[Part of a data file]
------------------------------------------------
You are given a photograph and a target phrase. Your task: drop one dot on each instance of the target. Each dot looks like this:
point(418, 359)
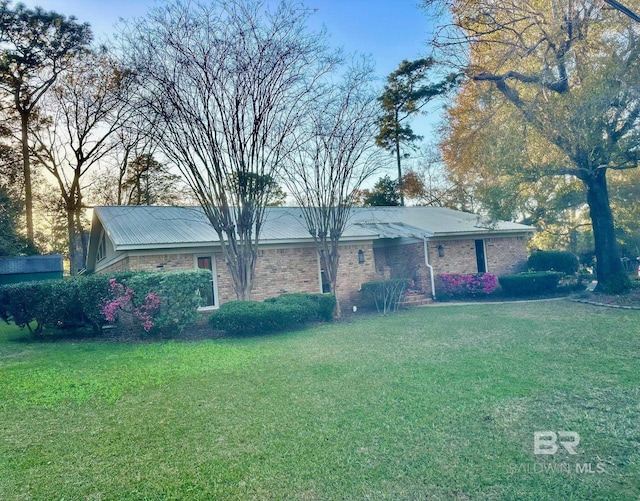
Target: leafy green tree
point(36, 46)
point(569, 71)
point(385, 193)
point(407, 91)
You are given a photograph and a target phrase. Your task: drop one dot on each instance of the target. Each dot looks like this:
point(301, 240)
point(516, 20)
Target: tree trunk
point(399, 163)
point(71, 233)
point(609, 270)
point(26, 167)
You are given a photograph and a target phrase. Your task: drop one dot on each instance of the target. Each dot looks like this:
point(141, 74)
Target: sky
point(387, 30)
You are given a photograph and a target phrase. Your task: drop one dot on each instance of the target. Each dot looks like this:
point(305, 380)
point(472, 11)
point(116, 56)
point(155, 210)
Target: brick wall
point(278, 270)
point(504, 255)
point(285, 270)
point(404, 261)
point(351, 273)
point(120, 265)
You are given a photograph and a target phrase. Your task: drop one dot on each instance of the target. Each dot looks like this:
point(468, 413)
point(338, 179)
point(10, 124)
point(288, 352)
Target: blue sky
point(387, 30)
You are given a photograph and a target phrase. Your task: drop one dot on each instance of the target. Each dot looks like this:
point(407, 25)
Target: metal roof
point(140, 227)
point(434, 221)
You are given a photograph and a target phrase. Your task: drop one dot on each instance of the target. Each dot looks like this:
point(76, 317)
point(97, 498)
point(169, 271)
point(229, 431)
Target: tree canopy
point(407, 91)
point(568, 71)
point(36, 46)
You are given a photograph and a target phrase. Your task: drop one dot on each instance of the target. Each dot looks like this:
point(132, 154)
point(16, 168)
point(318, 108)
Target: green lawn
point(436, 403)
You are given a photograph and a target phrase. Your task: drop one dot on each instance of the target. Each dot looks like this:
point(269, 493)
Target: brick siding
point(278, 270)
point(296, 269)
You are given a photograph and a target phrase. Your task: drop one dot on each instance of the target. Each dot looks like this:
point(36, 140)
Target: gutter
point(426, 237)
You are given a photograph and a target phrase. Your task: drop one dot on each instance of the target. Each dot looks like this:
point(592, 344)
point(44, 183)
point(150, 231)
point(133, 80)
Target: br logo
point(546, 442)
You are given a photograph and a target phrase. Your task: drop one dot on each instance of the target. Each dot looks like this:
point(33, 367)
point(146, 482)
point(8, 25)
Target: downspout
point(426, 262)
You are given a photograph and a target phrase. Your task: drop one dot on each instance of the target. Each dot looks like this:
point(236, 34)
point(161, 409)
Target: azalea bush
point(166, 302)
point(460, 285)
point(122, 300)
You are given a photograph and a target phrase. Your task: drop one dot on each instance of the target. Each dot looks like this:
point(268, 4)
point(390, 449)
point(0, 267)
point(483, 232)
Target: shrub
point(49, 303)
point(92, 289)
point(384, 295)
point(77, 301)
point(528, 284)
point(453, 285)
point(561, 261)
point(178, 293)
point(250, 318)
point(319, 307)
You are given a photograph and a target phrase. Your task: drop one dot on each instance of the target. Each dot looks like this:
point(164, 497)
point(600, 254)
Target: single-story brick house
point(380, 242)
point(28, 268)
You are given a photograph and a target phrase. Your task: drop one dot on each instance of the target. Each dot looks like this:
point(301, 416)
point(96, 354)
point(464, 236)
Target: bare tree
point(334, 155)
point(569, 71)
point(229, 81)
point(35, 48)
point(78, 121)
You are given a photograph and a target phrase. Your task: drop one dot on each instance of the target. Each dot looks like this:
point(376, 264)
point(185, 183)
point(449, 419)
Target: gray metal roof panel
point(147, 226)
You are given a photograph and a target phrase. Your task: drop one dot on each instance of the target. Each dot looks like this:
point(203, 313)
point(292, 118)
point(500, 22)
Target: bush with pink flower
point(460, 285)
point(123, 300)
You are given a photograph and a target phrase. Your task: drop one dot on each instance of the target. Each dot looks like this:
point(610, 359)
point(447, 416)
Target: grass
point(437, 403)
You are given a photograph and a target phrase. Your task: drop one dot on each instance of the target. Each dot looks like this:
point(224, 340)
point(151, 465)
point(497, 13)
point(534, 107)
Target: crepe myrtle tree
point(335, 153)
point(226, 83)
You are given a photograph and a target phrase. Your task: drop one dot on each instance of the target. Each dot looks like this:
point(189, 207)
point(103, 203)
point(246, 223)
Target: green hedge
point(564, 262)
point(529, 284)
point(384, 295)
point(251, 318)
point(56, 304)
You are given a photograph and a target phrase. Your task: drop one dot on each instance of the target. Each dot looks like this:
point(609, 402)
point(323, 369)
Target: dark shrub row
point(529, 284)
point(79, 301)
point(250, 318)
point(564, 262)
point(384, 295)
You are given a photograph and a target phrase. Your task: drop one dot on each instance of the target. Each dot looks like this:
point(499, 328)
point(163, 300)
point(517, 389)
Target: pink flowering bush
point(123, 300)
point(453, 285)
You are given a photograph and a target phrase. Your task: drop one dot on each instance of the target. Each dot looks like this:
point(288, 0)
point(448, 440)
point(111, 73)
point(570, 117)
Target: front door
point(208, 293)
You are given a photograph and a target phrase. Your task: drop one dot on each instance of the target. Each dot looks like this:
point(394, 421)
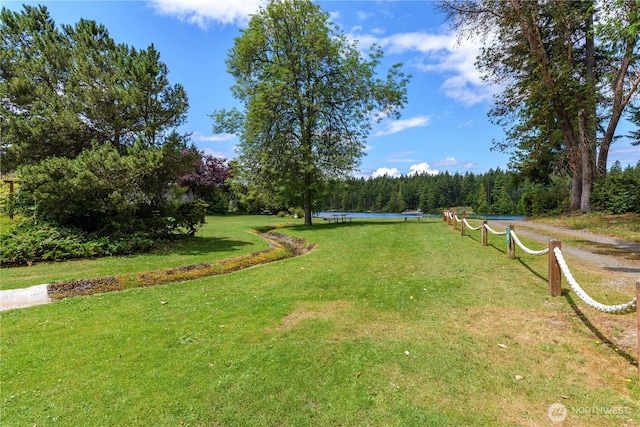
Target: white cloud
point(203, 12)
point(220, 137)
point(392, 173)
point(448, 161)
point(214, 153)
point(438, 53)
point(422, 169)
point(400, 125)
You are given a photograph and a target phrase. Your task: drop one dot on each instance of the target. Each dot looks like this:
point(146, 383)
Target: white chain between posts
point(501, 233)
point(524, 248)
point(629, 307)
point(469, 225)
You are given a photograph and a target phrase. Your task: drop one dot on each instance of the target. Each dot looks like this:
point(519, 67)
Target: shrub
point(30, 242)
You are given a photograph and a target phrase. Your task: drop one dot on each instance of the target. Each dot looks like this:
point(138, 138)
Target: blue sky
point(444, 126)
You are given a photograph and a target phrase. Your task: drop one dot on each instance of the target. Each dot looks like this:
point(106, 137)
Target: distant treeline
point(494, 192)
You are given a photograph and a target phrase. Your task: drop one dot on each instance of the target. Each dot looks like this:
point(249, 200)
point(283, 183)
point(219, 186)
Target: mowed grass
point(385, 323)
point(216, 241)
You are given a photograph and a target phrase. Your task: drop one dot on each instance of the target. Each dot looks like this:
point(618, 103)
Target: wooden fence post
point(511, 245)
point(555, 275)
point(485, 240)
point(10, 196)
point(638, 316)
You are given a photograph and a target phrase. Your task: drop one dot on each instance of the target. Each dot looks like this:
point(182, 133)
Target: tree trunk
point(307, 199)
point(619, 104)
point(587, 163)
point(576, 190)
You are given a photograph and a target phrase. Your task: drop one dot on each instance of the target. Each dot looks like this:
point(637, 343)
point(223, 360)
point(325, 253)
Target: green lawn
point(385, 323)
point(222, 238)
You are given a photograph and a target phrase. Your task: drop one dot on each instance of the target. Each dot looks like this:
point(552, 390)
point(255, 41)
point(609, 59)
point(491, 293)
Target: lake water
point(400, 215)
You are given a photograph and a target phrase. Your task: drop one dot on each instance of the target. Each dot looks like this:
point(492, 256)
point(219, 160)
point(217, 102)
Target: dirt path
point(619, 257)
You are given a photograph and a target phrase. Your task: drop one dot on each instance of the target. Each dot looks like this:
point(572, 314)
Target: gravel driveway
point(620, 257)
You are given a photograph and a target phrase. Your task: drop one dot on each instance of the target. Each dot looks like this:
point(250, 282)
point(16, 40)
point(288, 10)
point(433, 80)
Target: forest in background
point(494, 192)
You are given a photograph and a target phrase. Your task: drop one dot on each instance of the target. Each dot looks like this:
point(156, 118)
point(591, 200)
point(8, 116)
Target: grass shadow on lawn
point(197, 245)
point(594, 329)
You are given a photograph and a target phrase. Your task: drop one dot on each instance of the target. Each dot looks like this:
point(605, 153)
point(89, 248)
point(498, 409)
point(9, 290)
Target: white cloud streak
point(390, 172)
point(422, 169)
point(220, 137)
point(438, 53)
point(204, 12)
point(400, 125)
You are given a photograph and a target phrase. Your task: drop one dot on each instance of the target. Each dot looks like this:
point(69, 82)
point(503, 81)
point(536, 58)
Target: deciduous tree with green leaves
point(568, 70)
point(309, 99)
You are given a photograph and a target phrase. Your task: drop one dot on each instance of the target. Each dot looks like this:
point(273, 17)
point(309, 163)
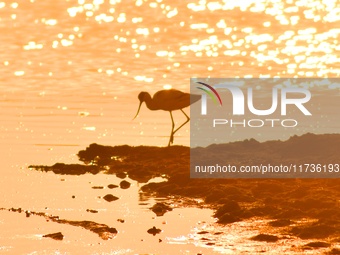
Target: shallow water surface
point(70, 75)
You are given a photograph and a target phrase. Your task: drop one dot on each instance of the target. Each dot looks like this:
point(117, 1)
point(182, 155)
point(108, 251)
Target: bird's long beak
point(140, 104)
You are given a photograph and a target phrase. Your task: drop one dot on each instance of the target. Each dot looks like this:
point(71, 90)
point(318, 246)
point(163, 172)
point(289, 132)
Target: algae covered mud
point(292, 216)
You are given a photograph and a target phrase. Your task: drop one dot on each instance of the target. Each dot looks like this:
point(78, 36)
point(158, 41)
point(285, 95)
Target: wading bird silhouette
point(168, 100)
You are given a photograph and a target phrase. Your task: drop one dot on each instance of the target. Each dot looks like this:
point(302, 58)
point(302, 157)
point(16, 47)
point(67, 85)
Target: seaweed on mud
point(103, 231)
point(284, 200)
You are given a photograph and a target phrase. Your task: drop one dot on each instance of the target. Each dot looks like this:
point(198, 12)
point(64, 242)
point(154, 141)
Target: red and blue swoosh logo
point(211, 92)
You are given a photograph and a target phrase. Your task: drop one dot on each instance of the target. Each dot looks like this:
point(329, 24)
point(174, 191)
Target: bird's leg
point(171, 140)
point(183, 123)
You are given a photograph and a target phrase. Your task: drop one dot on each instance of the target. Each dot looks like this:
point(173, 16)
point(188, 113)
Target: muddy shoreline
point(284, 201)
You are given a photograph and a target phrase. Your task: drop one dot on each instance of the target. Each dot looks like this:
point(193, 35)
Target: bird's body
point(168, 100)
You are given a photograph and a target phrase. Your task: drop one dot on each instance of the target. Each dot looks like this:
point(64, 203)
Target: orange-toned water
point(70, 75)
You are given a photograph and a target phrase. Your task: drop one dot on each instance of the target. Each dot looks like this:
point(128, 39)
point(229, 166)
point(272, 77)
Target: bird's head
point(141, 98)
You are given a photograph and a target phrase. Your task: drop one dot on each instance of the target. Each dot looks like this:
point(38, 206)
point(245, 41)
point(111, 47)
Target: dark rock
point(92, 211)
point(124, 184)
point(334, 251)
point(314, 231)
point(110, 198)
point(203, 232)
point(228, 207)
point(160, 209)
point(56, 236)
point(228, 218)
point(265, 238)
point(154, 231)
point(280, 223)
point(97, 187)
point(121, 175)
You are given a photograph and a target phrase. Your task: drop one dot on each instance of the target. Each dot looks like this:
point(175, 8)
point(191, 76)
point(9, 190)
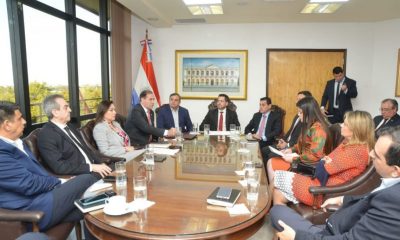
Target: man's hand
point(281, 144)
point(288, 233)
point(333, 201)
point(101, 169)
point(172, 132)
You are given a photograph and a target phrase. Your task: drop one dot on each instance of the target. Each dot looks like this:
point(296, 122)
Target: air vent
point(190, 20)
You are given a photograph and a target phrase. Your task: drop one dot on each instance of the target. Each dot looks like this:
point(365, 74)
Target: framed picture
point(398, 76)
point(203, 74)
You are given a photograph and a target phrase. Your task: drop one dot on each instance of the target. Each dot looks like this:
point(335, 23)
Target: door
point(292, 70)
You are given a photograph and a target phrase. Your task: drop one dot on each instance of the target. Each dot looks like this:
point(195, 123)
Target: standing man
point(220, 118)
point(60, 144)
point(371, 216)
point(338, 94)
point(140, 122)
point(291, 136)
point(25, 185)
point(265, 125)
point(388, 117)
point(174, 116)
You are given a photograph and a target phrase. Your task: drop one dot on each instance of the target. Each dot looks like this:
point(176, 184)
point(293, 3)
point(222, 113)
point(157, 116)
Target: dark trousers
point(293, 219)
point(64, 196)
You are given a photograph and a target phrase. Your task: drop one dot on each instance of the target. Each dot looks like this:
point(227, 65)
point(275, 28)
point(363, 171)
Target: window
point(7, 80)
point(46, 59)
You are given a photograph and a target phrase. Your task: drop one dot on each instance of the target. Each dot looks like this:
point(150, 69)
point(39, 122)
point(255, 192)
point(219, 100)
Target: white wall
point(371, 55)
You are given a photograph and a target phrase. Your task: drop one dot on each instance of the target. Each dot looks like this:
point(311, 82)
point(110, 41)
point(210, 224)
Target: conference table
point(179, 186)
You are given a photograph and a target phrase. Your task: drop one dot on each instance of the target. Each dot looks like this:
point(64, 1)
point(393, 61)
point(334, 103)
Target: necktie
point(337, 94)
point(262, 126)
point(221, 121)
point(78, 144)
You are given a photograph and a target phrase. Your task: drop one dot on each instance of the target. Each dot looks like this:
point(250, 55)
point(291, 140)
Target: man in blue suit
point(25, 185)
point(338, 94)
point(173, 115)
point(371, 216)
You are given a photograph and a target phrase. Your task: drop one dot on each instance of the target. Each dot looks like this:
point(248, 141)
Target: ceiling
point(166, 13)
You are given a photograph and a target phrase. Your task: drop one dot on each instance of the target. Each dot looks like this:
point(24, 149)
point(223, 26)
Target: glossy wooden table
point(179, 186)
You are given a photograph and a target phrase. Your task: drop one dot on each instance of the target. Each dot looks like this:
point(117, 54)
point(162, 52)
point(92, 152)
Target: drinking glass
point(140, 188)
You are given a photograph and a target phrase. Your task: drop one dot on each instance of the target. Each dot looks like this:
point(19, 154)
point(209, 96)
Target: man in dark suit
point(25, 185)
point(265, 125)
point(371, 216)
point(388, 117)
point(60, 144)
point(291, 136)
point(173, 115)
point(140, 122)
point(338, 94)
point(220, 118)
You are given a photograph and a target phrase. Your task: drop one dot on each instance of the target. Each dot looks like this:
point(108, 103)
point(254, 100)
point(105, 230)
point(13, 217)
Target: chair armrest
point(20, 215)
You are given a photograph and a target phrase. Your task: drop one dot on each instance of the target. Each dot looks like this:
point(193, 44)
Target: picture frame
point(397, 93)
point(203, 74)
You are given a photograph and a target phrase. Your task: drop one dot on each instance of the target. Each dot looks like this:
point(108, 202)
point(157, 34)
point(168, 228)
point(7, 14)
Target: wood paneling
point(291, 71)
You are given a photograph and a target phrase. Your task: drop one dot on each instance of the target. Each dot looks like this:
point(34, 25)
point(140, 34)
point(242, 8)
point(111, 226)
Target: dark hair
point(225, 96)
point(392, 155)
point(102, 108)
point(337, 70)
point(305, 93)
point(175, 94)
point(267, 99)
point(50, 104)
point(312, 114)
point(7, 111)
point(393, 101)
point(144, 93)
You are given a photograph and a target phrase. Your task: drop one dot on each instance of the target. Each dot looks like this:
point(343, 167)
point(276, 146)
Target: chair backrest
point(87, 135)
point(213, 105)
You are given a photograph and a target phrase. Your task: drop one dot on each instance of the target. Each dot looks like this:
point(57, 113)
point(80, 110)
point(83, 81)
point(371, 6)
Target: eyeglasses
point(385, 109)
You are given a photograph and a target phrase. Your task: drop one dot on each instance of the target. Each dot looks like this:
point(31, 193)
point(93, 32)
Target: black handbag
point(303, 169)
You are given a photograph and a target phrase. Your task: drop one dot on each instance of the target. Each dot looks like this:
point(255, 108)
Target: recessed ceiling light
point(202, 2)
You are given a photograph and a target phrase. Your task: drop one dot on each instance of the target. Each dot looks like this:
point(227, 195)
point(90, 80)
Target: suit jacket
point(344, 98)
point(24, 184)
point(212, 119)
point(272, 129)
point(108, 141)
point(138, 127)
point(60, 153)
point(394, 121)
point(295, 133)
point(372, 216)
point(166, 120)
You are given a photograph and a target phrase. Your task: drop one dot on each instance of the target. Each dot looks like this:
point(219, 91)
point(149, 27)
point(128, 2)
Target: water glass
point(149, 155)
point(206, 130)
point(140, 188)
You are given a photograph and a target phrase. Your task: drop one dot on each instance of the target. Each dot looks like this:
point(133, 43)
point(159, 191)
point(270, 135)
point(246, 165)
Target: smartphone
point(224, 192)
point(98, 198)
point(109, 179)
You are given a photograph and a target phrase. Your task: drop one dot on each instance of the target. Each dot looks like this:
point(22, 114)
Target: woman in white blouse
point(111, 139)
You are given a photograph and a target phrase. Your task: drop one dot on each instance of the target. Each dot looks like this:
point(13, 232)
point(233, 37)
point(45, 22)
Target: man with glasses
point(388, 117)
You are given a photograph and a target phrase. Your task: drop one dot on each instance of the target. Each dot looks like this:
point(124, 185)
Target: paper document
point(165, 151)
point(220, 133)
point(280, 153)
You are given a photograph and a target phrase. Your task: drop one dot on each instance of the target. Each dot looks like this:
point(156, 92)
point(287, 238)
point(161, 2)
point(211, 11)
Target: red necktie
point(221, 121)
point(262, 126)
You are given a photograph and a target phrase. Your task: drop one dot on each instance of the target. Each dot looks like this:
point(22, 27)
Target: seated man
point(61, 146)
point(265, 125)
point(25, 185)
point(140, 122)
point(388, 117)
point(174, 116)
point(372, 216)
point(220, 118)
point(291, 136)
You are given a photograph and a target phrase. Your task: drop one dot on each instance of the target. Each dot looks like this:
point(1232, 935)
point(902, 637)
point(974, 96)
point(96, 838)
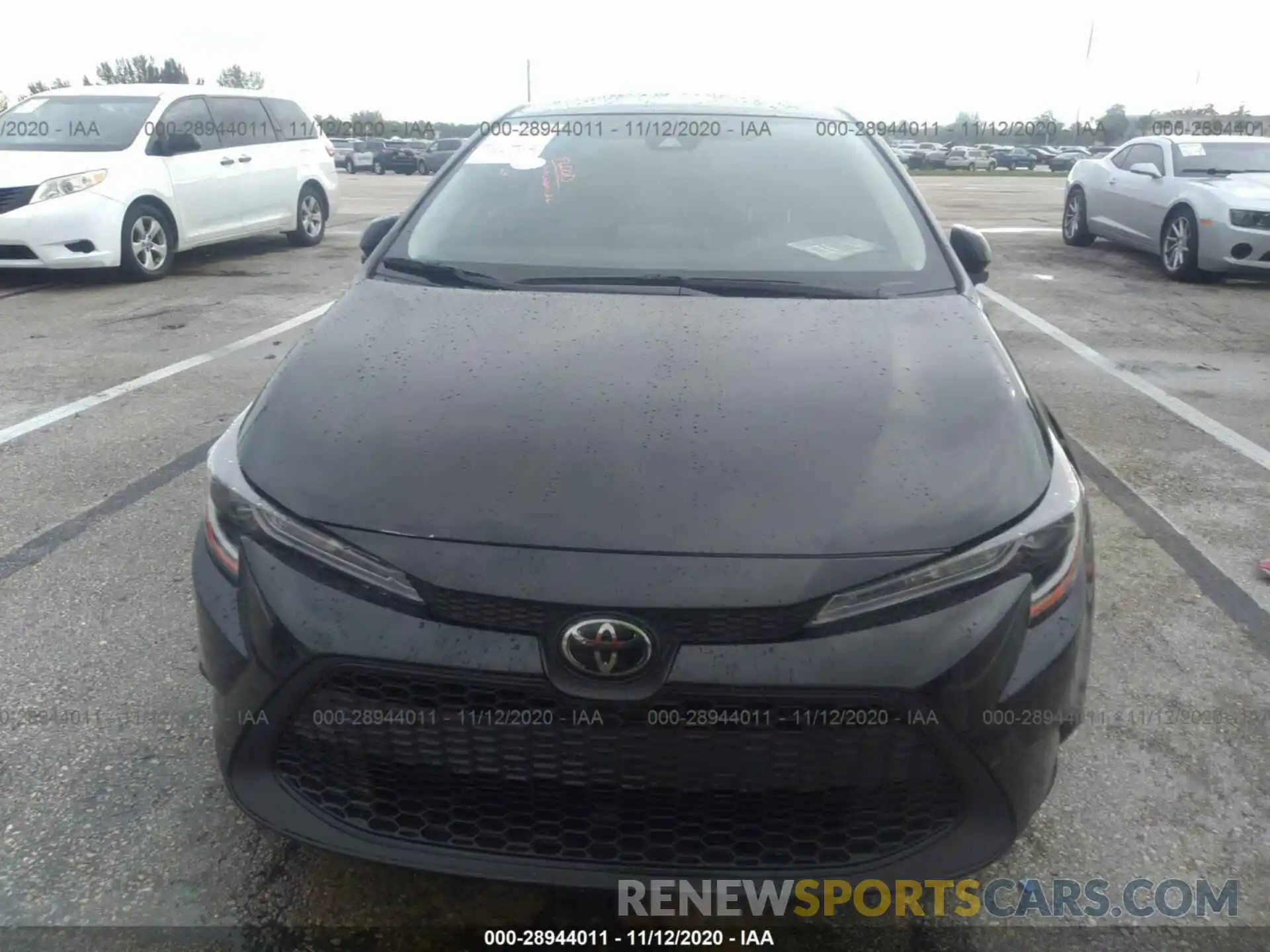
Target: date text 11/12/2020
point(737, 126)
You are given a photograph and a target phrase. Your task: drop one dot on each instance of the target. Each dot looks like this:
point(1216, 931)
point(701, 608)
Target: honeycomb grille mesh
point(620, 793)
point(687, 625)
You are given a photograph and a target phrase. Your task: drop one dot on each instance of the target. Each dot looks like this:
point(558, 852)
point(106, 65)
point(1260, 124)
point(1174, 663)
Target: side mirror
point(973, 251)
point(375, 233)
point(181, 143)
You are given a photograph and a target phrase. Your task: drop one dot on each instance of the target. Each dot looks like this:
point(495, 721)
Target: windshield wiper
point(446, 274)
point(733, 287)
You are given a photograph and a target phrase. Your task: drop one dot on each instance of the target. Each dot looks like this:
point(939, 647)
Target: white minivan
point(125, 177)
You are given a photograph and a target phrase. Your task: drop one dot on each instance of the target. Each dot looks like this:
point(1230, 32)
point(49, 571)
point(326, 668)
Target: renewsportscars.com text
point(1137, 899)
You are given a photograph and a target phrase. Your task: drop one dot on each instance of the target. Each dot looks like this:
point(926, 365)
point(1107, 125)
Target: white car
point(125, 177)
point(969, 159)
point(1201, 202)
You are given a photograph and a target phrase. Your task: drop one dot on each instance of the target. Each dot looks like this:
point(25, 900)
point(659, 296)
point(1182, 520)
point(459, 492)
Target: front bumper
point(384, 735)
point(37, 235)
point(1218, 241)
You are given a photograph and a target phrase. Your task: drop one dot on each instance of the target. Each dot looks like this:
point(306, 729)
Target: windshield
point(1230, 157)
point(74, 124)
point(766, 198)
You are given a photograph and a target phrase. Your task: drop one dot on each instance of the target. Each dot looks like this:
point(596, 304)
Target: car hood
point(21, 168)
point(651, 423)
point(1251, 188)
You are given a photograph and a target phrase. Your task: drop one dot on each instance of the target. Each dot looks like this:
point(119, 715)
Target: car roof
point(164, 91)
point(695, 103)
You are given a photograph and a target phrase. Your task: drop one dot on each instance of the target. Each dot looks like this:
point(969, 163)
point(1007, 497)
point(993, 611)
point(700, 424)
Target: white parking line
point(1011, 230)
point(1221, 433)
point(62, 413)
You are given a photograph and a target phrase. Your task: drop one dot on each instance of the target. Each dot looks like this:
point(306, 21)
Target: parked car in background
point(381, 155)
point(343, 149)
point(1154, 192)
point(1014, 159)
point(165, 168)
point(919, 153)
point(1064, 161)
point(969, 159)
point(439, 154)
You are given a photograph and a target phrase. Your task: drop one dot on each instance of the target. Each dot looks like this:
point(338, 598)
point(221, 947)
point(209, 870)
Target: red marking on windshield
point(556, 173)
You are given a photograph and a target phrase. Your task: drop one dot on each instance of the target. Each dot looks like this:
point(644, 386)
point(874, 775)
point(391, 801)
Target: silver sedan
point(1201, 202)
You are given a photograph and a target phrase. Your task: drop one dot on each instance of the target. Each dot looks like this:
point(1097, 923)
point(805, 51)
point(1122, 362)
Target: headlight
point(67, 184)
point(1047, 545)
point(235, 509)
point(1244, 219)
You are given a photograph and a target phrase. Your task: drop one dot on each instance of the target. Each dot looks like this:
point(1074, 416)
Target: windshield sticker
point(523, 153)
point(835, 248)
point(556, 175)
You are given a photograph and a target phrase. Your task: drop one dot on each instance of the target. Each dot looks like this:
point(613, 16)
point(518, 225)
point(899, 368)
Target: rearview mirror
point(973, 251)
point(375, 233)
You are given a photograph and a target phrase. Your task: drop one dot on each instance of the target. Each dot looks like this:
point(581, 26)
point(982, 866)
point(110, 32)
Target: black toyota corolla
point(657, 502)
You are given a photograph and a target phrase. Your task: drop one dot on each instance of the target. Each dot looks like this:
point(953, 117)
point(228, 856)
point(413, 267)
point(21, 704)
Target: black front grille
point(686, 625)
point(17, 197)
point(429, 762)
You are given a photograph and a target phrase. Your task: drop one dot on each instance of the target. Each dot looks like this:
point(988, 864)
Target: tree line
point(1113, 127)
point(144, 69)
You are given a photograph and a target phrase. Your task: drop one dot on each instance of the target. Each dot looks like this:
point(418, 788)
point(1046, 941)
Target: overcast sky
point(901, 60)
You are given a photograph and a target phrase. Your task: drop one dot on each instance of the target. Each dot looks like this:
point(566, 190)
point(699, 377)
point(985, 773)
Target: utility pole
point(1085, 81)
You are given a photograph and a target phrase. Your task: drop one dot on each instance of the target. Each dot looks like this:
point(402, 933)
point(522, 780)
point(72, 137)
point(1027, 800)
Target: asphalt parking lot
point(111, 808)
------------------------------------------------
■ **Task**: Please count how many lines of the rows above contain the string "cloud", treating uppercase and lowercase as different. Reply with the number alone.

■ **Answer**: 2